**Short problem**
Print every record below exactly as written.

**Records provided**
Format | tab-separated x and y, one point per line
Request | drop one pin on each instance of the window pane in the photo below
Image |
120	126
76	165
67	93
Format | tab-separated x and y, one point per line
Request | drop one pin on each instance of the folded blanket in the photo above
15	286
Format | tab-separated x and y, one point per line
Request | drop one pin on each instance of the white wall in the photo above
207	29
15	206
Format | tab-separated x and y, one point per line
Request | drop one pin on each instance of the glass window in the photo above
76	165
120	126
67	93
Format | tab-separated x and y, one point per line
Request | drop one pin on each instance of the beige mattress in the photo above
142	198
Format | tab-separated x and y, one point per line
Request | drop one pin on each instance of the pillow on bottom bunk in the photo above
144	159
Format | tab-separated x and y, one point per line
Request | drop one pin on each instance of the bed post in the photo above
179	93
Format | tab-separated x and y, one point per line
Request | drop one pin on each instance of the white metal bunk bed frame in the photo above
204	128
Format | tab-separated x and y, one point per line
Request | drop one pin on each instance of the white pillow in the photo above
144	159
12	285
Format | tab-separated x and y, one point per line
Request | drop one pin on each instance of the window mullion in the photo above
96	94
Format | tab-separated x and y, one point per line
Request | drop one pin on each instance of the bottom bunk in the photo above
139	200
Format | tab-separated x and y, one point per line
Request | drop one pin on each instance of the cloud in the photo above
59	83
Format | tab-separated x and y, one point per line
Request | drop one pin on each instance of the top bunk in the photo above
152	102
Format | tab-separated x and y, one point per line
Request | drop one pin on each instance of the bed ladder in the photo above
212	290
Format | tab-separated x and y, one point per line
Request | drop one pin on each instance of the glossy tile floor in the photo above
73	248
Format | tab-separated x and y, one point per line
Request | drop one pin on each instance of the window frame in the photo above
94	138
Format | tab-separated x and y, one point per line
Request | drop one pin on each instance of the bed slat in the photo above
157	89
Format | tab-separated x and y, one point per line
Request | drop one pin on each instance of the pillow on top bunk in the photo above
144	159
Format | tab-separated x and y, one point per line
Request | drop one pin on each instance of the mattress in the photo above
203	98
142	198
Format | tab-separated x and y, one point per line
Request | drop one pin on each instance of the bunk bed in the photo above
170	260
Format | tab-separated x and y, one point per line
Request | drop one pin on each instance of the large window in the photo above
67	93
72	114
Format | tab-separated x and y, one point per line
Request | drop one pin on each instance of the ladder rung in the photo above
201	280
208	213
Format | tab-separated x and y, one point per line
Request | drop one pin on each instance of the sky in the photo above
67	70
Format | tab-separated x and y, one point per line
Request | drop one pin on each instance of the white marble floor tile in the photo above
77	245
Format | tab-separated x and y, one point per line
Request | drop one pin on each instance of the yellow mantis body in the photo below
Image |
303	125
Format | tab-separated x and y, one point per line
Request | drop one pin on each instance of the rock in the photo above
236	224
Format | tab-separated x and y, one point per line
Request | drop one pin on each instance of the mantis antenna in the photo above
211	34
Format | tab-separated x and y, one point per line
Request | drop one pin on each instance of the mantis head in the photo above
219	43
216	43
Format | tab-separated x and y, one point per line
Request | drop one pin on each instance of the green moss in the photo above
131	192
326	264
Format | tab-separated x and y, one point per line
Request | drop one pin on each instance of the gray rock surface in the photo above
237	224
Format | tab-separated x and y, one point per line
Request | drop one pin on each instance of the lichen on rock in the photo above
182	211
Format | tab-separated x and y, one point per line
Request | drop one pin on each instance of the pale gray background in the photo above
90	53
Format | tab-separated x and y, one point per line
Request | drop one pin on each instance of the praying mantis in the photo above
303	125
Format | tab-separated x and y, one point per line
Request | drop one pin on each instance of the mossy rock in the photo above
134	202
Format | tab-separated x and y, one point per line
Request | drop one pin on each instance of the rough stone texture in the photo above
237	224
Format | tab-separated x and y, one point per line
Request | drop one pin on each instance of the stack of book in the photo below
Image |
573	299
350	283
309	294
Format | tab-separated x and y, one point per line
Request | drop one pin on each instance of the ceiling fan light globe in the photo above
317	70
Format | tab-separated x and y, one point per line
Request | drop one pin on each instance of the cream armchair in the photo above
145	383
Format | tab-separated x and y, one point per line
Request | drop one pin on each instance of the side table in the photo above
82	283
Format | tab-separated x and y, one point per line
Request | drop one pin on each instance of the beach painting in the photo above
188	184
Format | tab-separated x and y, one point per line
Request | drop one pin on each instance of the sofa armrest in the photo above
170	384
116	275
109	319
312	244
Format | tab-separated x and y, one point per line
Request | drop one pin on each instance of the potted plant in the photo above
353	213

**Response for this exercise**
Format | tab-separated x and y, one point per line
Request | drop one pin on each instance of the window pane in the photo below
Image |
120	126
76	165
67	93
Format | tab-separated x and y, one point per line
Request | drop one pin on each instance of the folded blanket in the photo above
15	286
Format | tab-separated x and y, one point per line
Request | drop one pin on each instance of the white wall in the photo above
207	29
15	206
Format | tab-separated x and y, one point per line
Request | drop one pin on each instance of the glass window in the photo above
76	165
120	126
67	93
Format | tab-separated x and y, one point per line
Request | drop one pin on each instance of the beige mattress in the photo above
142	198
Format | tab-separated x and y, one point per line
Request | drop one pin on each instance of the pillow on bottom bunk in the photo above
144	159
Format | tab-separated x and y, one point per line
Request | drop one pin on each instance of the bed post in the photo above
179	93
Format | tab-separated x and y, one point per line
Request | drop one pin on each instance of the white metal bunk bed frame in the photo above
204	128
Format | tab-separated x and y, one point per line
Request | drop one pin on each instance of the white pillow in the photo above
144	159
12	285
Format | tab-separated x and y, one point per line
Request | drop one pin on each instance of the window mullion in the photo above
96	94
Format | tab-separated x and y, one point per line
Request | drop one pin on each instance of the bottom bunk in the photo above
139	200
Format | tab-separated x and y, one point per line
Request | drop one pin on each instance of the cloud in the photo above
59	83
Format | tab-separated x and y, one point per line
Request | drop one pin on each instance of the top bunk in the photo above
152	102
Format | tab-separated x and y, one point per line
Request | drop one pin on each instance of the bed ladder in the photo above
212	290
Format | tab-separated x and y, one point per line
Request | drop one pin on each instance of the glossy tile floor in the photo above
73	248
Format | tab-separated x and y, one point per line
Request | drop one pin on each instance of the window frame in the photo above
94	138
Format | tab-separated x and y, one point per line
Request | drop one pin on each instance of the bed slat in the photo above
157	89
Format | tab-separated x and y, one point per line
Request | drop one pin on each instance of the pillow on top bunk in the photo above
144	159
Format | tab-separated x and y, one point per line
Request | drop one pin on each instance of the mattress in the photo above
203	98
142	198
Format | tab-separated x and y, one point per line
Request | drop one pin on each instance of the bunk bed in the photo above
170	260
Format | tab-separated x and y, one point per line
Request | drop one pin on each instance of the large window in the photo above
67	93
72	114
Format | tab-separated x and y, one point per line
Request | drop one pin on each instance of the ladder rung in the photo above
201	280
208	213
Format | tab-separated x and y, one point per line
Request | drop one pin on each instance of the sky in the photo above
67	70
Format | tab-separated x and y, one point per line
Request | drop one pin on each instance of the white marble floor tile in the photo above
77	245
Format | tab-separated x and y, one point per line
Request | drop one pin on each instance of the yellow mantis body in the photo below
Image |
303	125
Format | tab-separated x and y, one point per line
Request | drop one pin on each instance of the rock in the photo above
236	224
Format | tab-separated x and y, one point per line
Request | drop one pin on each instance of the mantis antenna in the photo above
211	34
Format | tab-separated x and y, one point per line
Request | drop one pin on each instance of the mantis head in the photo above
219	43
216	43
Format | tab-separated x and y, one point per line
Request | drop one pin on each instance of the green moss in the photo above
131	192
326	264
Format | tab-separated x and y, one point per line
Request | drop one pin on each instance of the gray rock surface in the photo above
237	224
Format | tab-separated x and y, one point per line
Request | drop one pin on each instance of the lichen on rock in the photo above
182	211
Format | tab-separated x and y, one point per line
Request | drop one pin on each instance of the pale gray background in the photo above
90	53
Format | tab-separated x and y, one point per line
Request | drop one pin on each instance of the praying mantis in the photo above
303	125
Format | tab-separated x and y, one point per line
Request | drop one pin on each instance of the mossy rock in the photo above
134	202
Format | tab-separated x and y, one point per line
Request | drop one pin on each instance of the rough stone texture in the photo above
237	224
Format | tab-separated x and y, one point per line
Request | drop one pin on each instance of the stack of book in the photo below
Image |
573	299
350	283
309	294
Format | tab-separated x and y, one point per line
Request | drop one pin on each instance of the ceiling fan light globe in the photo above
317	70
Format | tab-separated x and y, one point per line
Request | drop one pin on each instance of the cream armchair in the photo above
145	383
Format | tab-separated x and y, one point per line
Request | drop one pin on each instance of the side table in the photo above
82	283
Format | tab-separated x and y, one point per line
Request | drop one pin on each instance of the beach painting in the photo above
188	184
Format | tab-separated x and y, one point per line
Request | drop one pin on each instance of the sofa armrest in the photo above
170	384
116	275
109	319
312	244
Format | tab-separated x and y, one point per line
Request | drop one pin on each instance of the potted plant in the photo above
353	213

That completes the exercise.